8. Enquanto que o acórdão proferido no âmbito do processo 04989/11 do TCA SUL refere, a folhas 12 (penúltima folha), 3º parágrafo, “Ora, tal parece-nos absolutamente ilegítimo, na consideração de que, em face da ordem jurídica existente, o levantamento do sigilo bancário dos cidadãos é um procedimento limitado e, por regra, sujeito à autorização judicial, excepção feita aos casos elencados no nº1, do art. 63.º-B, da LGT”.
Termos em que, se julga ter demonstrado a existência de oposição entre o Acórdão de que se recorre e o TCA Sul no processo nº 04989/11 de 20 de Setembro de 2011, na medida em que o primeiro entende pela legalidade do despacho do OEF e o segundo entende pela sua ilegalidade tratando-se de idêntica situação de facto e de direito.

- Quanto ao mérito do recurso (alegações de fls. 112/118):
29. A questão controvertida centra-se no juízo de legalidade ou ilegalidade do despacho do órgão de execução fiscal, que fundamenta o indeferimento do pedido de isenção de garantia em processo executivo por falta de oferecimento dos extractos bancários.
30. Note-se, que a motivação apresentada para o indeferimento do pedido de isenção da garantia, não resulta de qualquer falta de apresentação de provas pelo executado mas porque este não apresentou os extractos das suas contas bancárias.
31. Na perspectiva do recorrente, o despacho do OEF é manifestamente ilegal, violador de basilares direitos com consagração constitucional.

* _Listagem apresentada_
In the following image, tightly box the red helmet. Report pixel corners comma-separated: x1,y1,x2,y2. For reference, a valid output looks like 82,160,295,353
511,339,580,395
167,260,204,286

* _Objetivo 1_
De acordo com o texto do documento, qual foi o motivo do indeferimento do pedido de isenção de garantia?
* _Objetivo 2_
Prossiga o texto sobre o recurso do despacho do órgão de execução fiscal a partir do seu último parágrafo.
A listagem não tem qualquer papel no que aqui se solicita.

* _Resultado da tarefa 1_
O executado não apresentou os extractos das suas contas bancárias.

* _Resultado da tarefa 2_
32. O direito de reserva à vida intima e privada na vertente do sigilo bancário tem consagração constitucional, pelo que a sua derrogação apenas poderia ocorrer ou voluntariamente ou por instrumento legal devidamente sopesado com os princípios constitucionais.
33. Tal instrumento legal inexiste. Logo nos termos da lei e da constituição essa exigência do OEF, é ilegal e inconstitucional bem como o despacho que inviabiliza a dispensa da garantia pois expressamente indefere por considerar em falta, a produção da prova ilegalmente exigida.
34. O OEF não pode indeferir o pedido como fez, motivado na falta de apresentação dos extractos bancários ilegalmente exigidos, em jeito de retaliação, dado que os elementos que exige, não constituem causa para o indeferimento da pretensão formulada pelo contribuinte.
35. O indeferimento de pedido de isenção de garantia em processo executivo com fundamento na falta de junção de elementos não obrigatórios, não pode valer na ordem jurídica.
36. O recorrente discorda em absoluto com a posição assumida no douto acórdão recorrido, para mais ainda, pela referência ao artigo 64º nº1 da LGT, como fortalecedora da posição da AT.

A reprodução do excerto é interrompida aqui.